READING TEXT →
India looked like it was making good progress on expanding renewable energy. But things don’t look so rosy now that Gautam Adani, the billionaire head of India’s conglomerate Adani Group, is alleged to have been involved in an enormous bribery scheme to secure solar deals.
Corruption - including bid rigging - repeatedly raises its head in all regions, with material implications for the planet and for people: from misaligned and stalled projects, to poor construction practices. That’s why it’s so important that efforts to make progress on climate change and human rights happen in close tandem with efforts to improve transparency, accountability, and governance.
And in the rush to solarize and build out other forms of renewable energy, there’s the contradiction that fossil fuel use is on the increase at the same time. While the proportion of renewables is growing, the whole energy pie is growing too.

EXCERPTED RECORDS →
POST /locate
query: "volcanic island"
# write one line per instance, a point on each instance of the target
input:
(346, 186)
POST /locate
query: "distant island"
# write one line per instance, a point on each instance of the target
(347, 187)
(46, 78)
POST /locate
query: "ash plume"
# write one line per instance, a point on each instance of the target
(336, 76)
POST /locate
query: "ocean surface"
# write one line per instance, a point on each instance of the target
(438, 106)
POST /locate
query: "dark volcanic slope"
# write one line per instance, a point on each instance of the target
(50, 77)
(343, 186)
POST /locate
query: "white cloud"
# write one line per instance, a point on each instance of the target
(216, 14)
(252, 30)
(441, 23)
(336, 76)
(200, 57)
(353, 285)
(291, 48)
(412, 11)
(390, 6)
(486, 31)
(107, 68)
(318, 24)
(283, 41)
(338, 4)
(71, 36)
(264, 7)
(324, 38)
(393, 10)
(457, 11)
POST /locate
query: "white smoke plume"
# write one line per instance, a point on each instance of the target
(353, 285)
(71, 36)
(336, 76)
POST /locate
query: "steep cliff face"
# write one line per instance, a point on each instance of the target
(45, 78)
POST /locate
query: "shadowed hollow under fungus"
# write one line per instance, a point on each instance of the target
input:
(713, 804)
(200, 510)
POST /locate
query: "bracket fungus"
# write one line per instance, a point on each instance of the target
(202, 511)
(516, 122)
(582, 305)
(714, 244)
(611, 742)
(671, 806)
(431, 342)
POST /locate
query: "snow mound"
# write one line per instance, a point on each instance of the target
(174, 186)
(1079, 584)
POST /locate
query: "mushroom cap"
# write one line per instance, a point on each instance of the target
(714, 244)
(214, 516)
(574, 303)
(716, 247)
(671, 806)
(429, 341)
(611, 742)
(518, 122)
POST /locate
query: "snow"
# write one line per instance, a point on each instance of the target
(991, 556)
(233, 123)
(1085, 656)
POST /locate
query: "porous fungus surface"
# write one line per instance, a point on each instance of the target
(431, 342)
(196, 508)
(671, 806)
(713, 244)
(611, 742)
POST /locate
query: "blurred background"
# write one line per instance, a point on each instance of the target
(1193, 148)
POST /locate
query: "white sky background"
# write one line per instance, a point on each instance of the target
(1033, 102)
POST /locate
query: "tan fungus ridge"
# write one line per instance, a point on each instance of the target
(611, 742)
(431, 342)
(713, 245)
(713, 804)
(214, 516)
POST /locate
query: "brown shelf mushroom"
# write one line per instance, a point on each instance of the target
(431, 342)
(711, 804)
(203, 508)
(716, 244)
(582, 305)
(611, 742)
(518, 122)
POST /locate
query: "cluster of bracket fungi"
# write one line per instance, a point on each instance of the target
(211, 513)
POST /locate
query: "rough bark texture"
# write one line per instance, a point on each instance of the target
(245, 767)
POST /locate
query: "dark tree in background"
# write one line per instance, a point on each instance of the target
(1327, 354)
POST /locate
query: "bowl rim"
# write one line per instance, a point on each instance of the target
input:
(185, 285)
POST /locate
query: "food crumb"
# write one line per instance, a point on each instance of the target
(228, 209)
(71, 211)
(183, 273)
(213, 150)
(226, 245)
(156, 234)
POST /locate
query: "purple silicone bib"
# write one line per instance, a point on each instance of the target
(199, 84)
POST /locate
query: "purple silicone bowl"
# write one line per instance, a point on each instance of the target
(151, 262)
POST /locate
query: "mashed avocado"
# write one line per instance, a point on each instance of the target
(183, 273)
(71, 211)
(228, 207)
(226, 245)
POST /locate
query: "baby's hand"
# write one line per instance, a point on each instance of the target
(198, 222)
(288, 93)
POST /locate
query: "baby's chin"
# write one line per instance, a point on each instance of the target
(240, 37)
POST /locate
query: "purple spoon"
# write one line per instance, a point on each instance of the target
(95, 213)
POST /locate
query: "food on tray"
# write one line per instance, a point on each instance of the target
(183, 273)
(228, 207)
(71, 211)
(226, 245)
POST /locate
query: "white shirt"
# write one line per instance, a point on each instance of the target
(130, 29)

JOBS →
a. In the renewable energy text, what is Gautam Adani alleged to have been involved in?
b. The renewable energy text says efforts on climate change and human rights should go hand in hand with efforts to improve certain things. List them.
c. Write the next few sentences of the renewable energy text.

PER-TASK ANSWERS →
a. An enormous bribery scheme to secure solar deals.

b. Transparency, accountability, governance

c.
This has always been the case with shifts in energy sources, a point unpacked in the new book by Jean-Baptiste Fressoz, “More and more and more - An all-consuming history of energy”. (Adani Group itself is one of the world’s biggest developers of coal, through its ports and energy infrastructure in India, Indonesia and Australia).
There needs to be far more emphasis on sufficiency. This doesn’t have to mean deprivation, but instead fairer distribution and prioritization. I was delighted to encounter this perspective from Henry Longbottom, a good friend of mine who became a Jesuit priest in 2019, quoted in a recent article by David Ness:
“A truly ecological approach is also inherently social – an approach that simultaneously hears the cry of the earth and the cry of the poor…
Reverence for nature is only authentic if we have compassion for fellow humans”.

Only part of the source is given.